'''
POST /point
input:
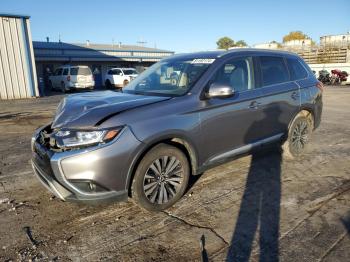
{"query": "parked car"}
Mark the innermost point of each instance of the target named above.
(146, 141)
(66, 78)
(338, 76)
(119, 77)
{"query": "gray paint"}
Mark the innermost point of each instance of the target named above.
(214, 130)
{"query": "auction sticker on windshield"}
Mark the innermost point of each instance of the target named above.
(202, 61)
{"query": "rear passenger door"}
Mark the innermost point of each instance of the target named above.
(281, 95)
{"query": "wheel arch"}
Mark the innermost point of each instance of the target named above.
(304, 111)
(177, 141)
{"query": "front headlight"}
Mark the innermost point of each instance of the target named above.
(70, 139)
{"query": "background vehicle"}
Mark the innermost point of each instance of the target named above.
(66, 78)
(147, 140)
(324, 77)
(120, 77)
(338, 76)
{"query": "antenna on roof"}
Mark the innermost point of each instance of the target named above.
(141, 42)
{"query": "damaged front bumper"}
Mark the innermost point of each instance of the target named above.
(92, 175)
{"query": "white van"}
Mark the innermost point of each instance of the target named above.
(120, 77)
(68, 77)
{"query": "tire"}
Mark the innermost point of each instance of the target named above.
(51, 86)
(298, 136)
(151, 178)
(63, 87)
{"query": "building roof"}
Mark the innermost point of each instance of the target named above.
(13, 15)
(66, 52)
(99, 47)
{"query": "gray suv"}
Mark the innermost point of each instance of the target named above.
(183, 115)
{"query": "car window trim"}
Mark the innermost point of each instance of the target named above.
(219, 65)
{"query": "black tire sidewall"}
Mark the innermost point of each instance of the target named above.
(137, 184)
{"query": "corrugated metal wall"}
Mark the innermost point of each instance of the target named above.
(17, 66)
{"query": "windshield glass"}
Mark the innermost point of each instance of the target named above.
(171, 78)
(130, 72)
(85, 71)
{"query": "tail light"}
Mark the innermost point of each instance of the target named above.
'''
§ **SET EXERCISE**: Every entry must be transcribed exactly. Pictures do not belong in the copy.

§ **COMPLETE OUTPUT**:
POST /point
input:
{"query": "parked car"}
Mark the innermost point of each instance of the target named above.
(146, 141)
(66, 78)
(338, 76)
(119, 77)
{"query": "gray paint"}
Mark the innermost point of each instance of the target named above.
(214, 130)
{"query": "auction sticker on windshield"}
Mark the innermost point of each instance of the target named above.
(202, 61)
{"query": "rear passenger door"}
Mark the innermost point of each instance of the target named above.
(281, 95)
{"query": "wheel arch"}
Mark the innermost point of each instance of the target named above.
(304, 111)
(177, 141)
{"query": "front headlight"}
Mark the innermost point of each instance of the target named above.
(70, 139)
{"query": "background vehicle"}
Mark the innermost point of each instance of the target named above.
(66, 78)
(147, 140)
(324, 77)
(120, 77)
(338, 76)
{"query": "antenna on roof"}
Mark the innermost point of each instance of the target named above.
(141, 42)
{"query": "damaged front bumper"}
Mark the innermost point of each instance of the target named above.
(92, 175)
{"query": "white van"}
Mark the innermost point of each instance of the target named above.
(120, 77)
(68, 77)
{"query": "tire"}
Mark the innermost point of each instance of the target named above.
(51, 86)
(298, 136)
(151, 178)
(63, 87)
{"query": "building roof"}
Mark the innermost point of each instance of the target named above.
(13, 15)
(66, 52)
(99, 47)
{"query": "gray suv"}
Mark the innermost point of each instance of the target named above.
(183, 115)
{"query": "car window trim"}
Mark the innermost point of each instance of the target named above.
(219, 65)
{"query": "black tire sidewall"}
Mark the innermost point of each instance of the target named above.
(137, 184)
{"query": "corrugated metal wall"}
Mark the innermost point of each instance of the target named above.
(17, 66)
{"query": "windshield glass"}
Mark the innermost point of each instance of the target named above.
(171, 78)
(130, 72)
(85, 71)
{"query": "tail light"}
Mark the innermost point of each instance of the target named above.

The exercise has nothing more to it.